Records from a point-labeling set
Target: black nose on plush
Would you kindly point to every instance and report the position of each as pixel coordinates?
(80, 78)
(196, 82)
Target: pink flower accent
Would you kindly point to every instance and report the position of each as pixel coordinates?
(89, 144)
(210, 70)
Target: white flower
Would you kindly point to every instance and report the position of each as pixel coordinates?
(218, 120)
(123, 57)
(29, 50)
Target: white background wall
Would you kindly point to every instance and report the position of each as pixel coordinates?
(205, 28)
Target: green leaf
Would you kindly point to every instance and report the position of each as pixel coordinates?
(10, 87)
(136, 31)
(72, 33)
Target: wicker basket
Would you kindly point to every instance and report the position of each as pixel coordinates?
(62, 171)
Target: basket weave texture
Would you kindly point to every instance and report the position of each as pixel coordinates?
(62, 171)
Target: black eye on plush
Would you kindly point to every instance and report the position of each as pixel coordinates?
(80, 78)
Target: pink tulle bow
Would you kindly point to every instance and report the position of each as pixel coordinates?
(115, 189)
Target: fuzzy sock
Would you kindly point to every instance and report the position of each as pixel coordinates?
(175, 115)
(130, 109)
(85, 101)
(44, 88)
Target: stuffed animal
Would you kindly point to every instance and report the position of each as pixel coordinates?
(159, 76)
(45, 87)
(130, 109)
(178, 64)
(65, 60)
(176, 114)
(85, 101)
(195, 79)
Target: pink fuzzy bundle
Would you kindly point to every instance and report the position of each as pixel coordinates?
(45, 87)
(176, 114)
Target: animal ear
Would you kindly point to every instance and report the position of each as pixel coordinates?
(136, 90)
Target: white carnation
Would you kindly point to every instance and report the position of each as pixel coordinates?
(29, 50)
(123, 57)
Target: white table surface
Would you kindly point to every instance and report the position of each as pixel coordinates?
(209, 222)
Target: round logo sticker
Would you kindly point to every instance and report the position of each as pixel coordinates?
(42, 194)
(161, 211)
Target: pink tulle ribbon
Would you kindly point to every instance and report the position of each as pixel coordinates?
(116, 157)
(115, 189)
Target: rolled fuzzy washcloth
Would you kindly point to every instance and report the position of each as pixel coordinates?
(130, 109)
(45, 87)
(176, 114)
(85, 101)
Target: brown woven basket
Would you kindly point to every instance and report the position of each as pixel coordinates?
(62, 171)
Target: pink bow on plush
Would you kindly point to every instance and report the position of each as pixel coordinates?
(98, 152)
---
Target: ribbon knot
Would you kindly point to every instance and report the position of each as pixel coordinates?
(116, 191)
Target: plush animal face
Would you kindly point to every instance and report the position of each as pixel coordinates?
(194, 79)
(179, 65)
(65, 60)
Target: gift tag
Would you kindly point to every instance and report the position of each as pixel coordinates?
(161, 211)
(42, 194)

What is needed: Which lines of the entries contain the word "black"? Report each of them, copied in full.

Response below:
Target: black nose on plush
Target: black eye on plush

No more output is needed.